=== REQUIREMENT ===
Count the lines below that contain the word "tall" and give only that number.
# # # # #
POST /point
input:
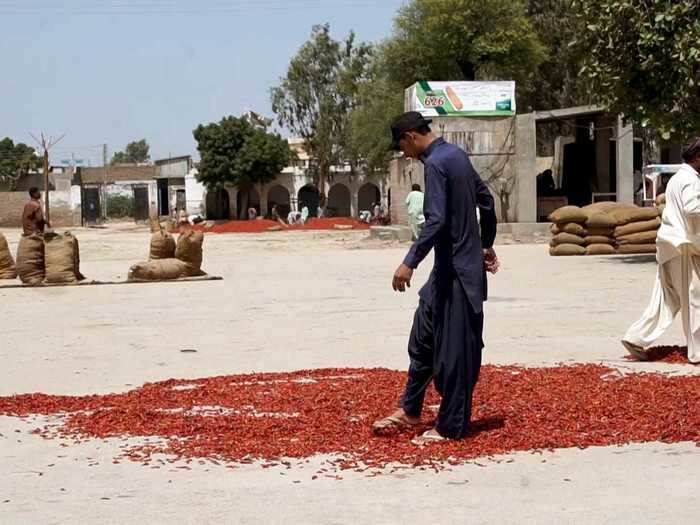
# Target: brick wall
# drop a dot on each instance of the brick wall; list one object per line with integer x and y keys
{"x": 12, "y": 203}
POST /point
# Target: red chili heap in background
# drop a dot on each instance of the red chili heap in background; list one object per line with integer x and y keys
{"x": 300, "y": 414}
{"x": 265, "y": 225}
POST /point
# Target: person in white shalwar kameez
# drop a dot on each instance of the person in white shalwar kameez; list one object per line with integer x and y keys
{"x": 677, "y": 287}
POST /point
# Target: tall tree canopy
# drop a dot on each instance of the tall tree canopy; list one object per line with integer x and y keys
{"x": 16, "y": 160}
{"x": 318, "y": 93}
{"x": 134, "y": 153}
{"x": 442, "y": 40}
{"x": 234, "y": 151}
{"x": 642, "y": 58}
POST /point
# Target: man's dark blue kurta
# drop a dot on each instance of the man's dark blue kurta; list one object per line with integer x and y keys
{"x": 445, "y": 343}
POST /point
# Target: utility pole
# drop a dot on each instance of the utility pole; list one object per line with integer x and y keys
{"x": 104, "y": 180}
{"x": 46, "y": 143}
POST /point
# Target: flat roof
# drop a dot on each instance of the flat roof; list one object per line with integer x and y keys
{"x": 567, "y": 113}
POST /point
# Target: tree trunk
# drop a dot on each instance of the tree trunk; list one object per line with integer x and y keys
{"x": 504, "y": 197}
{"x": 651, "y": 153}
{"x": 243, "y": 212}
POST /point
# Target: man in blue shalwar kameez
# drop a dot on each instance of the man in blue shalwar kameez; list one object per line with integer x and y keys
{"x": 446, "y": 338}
# # # # #
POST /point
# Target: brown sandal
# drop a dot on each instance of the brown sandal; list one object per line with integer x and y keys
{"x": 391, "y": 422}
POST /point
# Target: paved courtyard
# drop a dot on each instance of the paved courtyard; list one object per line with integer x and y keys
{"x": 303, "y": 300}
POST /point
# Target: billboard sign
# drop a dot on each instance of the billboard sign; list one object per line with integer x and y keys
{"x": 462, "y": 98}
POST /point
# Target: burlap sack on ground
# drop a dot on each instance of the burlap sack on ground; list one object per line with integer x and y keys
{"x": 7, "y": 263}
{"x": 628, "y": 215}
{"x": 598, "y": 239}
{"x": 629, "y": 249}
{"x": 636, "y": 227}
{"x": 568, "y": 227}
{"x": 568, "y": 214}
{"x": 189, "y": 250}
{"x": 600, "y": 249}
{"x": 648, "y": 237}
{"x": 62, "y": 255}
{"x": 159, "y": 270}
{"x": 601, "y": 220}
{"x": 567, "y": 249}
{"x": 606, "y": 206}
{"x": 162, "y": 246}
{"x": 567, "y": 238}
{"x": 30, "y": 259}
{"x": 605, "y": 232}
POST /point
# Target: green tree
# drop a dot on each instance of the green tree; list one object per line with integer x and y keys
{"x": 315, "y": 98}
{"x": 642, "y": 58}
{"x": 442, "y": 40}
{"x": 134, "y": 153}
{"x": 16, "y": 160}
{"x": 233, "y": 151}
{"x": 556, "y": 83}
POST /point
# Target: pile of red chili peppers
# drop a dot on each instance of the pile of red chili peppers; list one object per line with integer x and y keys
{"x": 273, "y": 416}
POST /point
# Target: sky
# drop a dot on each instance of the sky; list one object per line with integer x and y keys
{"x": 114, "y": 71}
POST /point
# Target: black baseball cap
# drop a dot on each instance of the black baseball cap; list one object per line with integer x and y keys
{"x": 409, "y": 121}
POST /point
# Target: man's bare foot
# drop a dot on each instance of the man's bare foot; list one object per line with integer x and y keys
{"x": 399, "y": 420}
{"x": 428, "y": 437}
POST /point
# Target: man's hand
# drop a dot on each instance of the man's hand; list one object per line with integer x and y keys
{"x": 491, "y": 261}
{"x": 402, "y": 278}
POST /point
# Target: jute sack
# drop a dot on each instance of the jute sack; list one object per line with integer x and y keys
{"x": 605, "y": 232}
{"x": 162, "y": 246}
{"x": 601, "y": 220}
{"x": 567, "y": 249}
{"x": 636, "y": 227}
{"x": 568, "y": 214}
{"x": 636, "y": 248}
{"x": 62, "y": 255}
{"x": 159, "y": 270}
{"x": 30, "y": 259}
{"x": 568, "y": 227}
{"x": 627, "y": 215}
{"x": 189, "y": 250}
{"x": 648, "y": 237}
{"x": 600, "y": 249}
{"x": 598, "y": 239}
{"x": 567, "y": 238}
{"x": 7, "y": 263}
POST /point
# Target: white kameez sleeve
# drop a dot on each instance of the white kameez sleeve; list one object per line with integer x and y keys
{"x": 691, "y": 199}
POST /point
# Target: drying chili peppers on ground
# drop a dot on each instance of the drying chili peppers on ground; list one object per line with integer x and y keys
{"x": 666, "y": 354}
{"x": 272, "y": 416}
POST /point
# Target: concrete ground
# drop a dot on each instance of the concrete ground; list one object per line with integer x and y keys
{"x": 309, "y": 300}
# # # # #
=== OUTPUT FOR THIS TASK ===
2